### Given information
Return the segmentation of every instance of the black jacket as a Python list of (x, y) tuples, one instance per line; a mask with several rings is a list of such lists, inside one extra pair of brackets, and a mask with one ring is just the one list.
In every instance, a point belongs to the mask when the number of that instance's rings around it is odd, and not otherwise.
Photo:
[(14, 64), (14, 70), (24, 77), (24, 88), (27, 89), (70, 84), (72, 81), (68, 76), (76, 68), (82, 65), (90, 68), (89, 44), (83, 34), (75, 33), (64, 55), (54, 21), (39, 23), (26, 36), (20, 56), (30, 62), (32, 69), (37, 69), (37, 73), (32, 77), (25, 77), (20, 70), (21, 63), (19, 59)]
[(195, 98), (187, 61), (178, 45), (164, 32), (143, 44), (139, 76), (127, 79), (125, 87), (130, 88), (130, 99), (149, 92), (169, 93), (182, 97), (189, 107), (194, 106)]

* * *

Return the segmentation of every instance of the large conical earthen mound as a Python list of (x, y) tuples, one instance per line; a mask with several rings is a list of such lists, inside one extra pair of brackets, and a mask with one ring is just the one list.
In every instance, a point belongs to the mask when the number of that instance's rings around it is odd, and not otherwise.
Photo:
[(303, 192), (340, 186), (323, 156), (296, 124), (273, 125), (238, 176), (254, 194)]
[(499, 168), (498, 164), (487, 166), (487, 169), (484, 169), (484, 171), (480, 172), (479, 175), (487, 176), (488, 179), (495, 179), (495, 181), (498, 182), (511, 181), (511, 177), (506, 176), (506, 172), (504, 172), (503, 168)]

### To do
Render the data from the line containing "Return the segmentation of every instance of the black" through the line containing "107), (194, 106)]", both lines included, as a two-column CSV with the header instruction,mask. Each row pairs an instruction text with its answer, and each value goes in a single quoted field with its line breaks turned into spaces.

### Answer to this exercise
instruction,mask
"Return the segmentation of every instance of the black jacket as a Python list of (x, y) tuples, one instance per line; a mask with several rings is a list of such lists, inside one extra pair of brackets, and a mask with one ring is just the one list. In every instance, a point belongs to the mask when the number of that instance's rings around it is odd, and not otherwise. Photo:","[(14, 64), (14, 70), (24, 77), (24, 88), (27, 89), (70, 84), (72, 81), (68, 76), (76, 68), (82, 65), (90, 68), (89, 44), (83, 34), (75, 33), (64, 55), (54, 21), (39, 23), (26, 36), (20, 56), (30, 62), (32, 69), (37, 69), (37, 73), (32, 77), (25, 77), (20, 70), (21, 63), (19, 59)] [(195, 98), (187, 61), (178, 45), (164, 32), (143, 44), (139, 76), (127, 79), (125, 87), (130, 88), (130, 99), (149, 92), (169, 93), (182, 97), (189, 107), (194, 106)]"